START DATA PROVIDED

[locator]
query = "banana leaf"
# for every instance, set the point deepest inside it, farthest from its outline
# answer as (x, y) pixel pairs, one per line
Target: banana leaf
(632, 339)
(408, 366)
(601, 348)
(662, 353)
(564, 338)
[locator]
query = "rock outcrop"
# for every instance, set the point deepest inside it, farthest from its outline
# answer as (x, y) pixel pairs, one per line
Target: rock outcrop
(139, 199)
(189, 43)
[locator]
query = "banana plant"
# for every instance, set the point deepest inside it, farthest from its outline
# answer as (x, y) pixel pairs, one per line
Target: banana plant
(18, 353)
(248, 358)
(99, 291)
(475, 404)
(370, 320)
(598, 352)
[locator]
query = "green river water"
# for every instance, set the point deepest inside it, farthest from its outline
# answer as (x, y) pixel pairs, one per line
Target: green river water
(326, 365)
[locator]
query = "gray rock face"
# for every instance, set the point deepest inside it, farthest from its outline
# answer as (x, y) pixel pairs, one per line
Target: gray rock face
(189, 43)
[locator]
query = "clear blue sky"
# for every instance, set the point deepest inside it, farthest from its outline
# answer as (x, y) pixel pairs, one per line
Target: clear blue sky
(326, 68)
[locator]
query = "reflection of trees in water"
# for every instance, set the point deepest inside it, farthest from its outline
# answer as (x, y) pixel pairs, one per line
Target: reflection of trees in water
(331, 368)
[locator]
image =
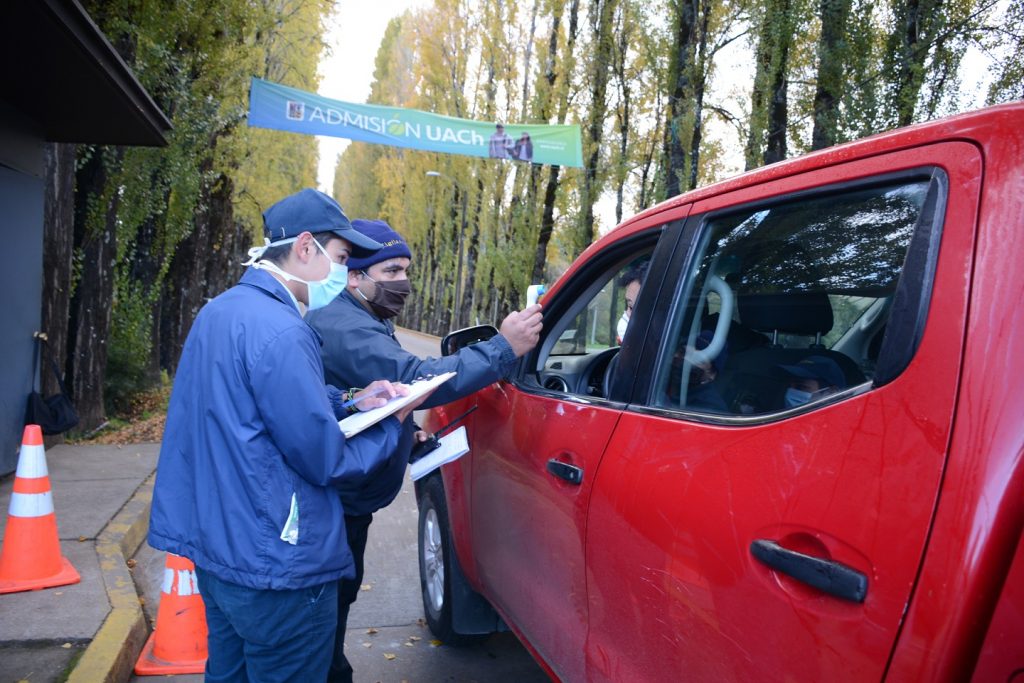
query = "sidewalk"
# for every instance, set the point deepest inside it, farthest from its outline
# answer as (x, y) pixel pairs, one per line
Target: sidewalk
(101, 497)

END DATA PROVIDED

**PROBLEM REQUIREMENTS:** Retype the entries word for word. Omit any images.

**RESPONSE FOR THIS EXERCISE:**
[locator]
query = "banana leaf"
# for every instance, set the point deepest inside it, farthest from its outline
# answer as (x, y) pixel pairs, one per line
Target: banana leaf
(632, 339)
(408, 366)
(601, 348)
(662, 353)
(564, 338)
[locator]
query = "rock outcrop"
# for every instance, set the point deepest inside it, farthest from its outline
# answer as (x, y) pixel pairs, one per line
Target: rock outcrop
(139, 199)
(189, 43)
[locator]
query = "banana plant"
# for every instance, set the point deepest inside it, farthest from its outline
# answer as (x, y) pixel pairs, one per line
Target: banana plant
(18, 353)
(248, 358)
(99, 291)
(475, 404)
(370, 320)
(598, 352)
[locator]
query = "green river water"
# for every instance, set the point deepest inside it, farthest from its outline
# answer as (x, y) pixel pairs, one per line
Target: green river water
(326, 365)
[locator]
query = "gray rock face"
# for every instance, set the point deepest inside it, farthest from its outline
# answer as (x, y) pixel pairs, one per line
Target: gray rock face
(189, 43)
[locator]
query = "clear blue sky"
# for every instance, set the point deepest inside it, farthest from its outline
# answer as (x, y) pixel pairs, one per line
Target: clear blue sky
(326, 68)
[locator]
query = "reflection of trees in water"
# for every instance, set the point deepest inside it, farthest from its outline
# answer as (x, y) pixel pairs, one per line
Target: reflection of trees in water
(331, 368)
[locator]
image =
query = "sidewalk"
# for every instance, set the point deepest inside it, farthest from its outline
# answer as (x, y) pixel pairs, one per line
Target: sidewalk
(101, 497)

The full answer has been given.